- _Task prompt_: When you reach the line with "Give a dot for each instance of the gray" in the data below, begin printing lines exactly, and stop once the line with "<point>819,464</point>" has been printed.

***** Exercise material *****

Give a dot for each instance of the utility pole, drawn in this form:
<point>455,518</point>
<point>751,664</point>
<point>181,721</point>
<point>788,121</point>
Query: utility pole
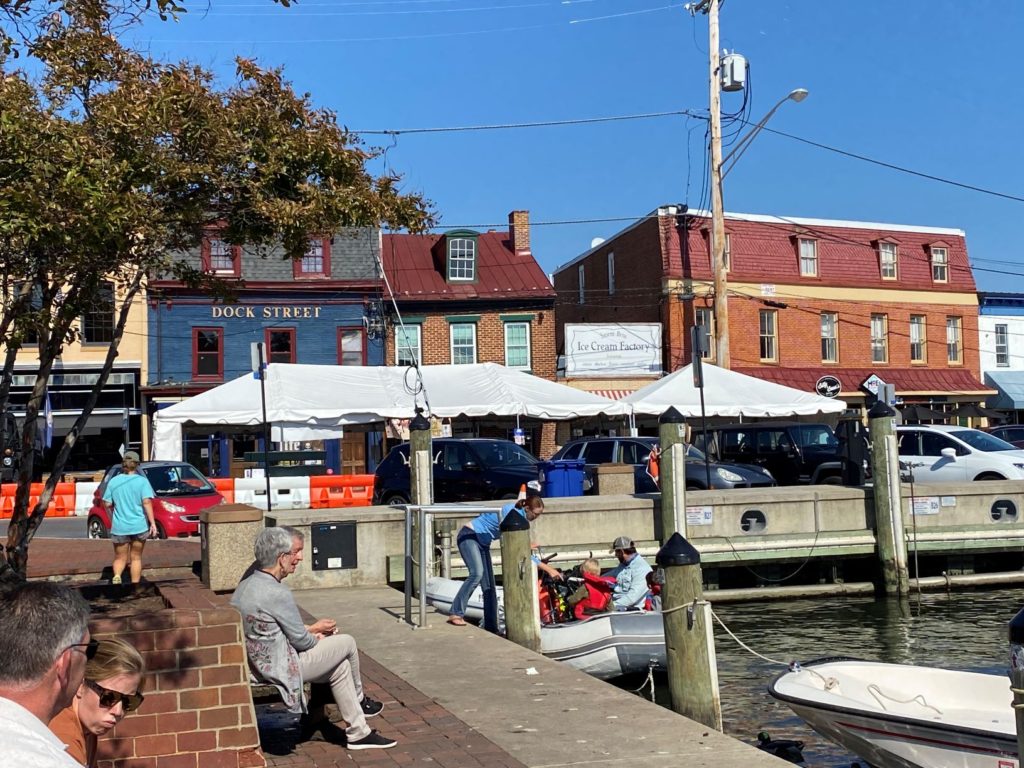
<point>717,210</point>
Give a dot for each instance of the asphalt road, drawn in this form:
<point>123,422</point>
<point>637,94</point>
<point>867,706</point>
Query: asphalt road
<point>56,527</point>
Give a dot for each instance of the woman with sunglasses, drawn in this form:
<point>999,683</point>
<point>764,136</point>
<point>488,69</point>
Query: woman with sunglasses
<point>111,690</point>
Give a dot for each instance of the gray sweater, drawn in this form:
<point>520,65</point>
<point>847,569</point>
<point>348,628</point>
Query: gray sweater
<point>274,635</point>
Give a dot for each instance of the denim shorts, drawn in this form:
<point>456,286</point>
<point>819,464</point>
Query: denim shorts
<point>130,538</point>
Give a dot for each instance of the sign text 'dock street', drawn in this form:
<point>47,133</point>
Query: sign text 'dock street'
<point>292,312</point>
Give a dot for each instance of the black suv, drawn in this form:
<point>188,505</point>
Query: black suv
<point>465,470</point>
<point>635,451</point>
<point>795,453</point>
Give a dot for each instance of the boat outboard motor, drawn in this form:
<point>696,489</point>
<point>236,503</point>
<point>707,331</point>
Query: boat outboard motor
<point>786,749</point>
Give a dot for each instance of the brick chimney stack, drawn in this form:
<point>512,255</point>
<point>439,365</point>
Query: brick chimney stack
<point>519,231</point>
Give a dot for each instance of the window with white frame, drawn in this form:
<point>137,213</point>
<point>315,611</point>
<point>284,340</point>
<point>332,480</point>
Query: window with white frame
<point>887,260</point>
<point>517,345</point>
<point>919,338</point>
<point>954,344</point>
<point>808,257</point>
<point>407,345</point>
<point>462,258</point>
<point>463,343</point>
<point>829,337</point>
<point>940,264</point>
<point>880,338</point>
<point>769,335</point>
<point>221,256</point>
<point>1001,345</point>
<point>705,317</point>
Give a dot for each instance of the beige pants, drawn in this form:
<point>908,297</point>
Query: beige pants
<point>335,659</point>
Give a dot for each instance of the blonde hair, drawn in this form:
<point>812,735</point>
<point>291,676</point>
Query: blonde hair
<point>115,656</point>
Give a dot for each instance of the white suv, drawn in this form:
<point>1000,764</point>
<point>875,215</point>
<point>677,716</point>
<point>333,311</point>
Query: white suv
<point>939,453</point>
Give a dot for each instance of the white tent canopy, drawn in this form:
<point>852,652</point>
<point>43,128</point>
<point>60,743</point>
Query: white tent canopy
<point>727,393</point>
<point>317,401</point>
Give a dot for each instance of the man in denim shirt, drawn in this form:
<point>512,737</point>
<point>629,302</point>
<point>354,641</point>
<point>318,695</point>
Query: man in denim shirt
<point>631,576</point>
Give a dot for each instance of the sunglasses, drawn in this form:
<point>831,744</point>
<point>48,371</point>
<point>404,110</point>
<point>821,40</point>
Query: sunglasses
<point>90,648</point>
<point>109,698</point>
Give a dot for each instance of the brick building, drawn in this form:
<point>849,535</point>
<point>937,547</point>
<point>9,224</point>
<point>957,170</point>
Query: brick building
<point>807,298</point>
<point>324,308</point>
<point>468,297</point>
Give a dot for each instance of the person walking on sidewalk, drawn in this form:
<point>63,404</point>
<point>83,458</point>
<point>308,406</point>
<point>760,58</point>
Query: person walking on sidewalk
<point>44,644</point>
<point>286,652</point>
<point>128,499</point>
<point>474,545</point>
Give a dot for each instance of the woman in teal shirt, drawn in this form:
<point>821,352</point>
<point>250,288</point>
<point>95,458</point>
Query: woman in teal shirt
<point>474,545</point>
<point>128,499</point>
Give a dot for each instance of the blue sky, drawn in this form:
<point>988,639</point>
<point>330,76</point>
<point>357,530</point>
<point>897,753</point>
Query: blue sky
<point>926,84</point>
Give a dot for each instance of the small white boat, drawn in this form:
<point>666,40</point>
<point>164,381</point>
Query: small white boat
<point>605,645</point>
<point>902,716</point>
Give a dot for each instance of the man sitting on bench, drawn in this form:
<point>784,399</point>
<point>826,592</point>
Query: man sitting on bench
<point>285,652</point>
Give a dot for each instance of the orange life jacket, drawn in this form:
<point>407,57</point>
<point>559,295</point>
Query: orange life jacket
<point>598,595</point>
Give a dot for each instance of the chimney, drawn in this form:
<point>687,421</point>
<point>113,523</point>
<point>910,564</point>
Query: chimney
<point>519,231</point>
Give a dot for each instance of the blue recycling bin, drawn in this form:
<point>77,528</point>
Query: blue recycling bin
<point>562,477</point>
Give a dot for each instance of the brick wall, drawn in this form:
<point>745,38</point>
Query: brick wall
<point>436,343</point>
<point>638,270</point>
<point>198,711</point>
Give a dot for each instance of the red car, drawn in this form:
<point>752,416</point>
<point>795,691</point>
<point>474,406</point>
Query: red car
<point>181,493</point>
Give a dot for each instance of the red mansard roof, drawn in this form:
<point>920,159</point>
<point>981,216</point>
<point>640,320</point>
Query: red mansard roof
<point>764,250</point>
<point>411,266</point>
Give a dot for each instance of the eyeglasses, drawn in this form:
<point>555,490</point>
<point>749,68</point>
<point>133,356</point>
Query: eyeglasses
<point>90,648</point>
<point>109,698</point>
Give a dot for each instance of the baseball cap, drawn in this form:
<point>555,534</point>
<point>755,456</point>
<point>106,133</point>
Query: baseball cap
<point>623,542</point>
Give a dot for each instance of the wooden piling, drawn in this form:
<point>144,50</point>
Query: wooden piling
<point>888,505</point>
<point>522,612</point>
<point>689,641</point>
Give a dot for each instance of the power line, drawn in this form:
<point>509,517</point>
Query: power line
<point>536,124</point>
<point>894,167</point>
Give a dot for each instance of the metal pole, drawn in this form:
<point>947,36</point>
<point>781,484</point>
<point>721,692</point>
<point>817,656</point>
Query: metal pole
<point>266,424</point>
<point>721,308</point>
<point>409,564</point>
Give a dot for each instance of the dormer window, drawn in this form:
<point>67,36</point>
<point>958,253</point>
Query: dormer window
<point>462,256</point>
<point>315,262</point>
<point>220,257</point>
<point>940,263</point>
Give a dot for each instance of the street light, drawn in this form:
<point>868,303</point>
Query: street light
<point>719,171</point>
<point>797,94</point>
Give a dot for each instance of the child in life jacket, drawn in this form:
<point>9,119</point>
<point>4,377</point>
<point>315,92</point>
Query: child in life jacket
<point>598,591</point>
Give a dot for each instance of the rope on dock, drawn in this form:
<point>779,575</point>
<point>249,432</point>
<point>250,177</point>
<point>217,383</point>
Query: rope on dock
<point>786,578</point>
<point>743,645</point>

*****

- _Your solution_:
Give a dot for each instance of the gray sweater, drawn in this form:
<point>520,65</point>
<point>847,569</point>
<point>348,628</point>
Query: gray sweater
<point>274,635</point>
Give a dot for each instance of the denim shorts, drawn in this form:
<point>456,286</point>
<point>819,464</point>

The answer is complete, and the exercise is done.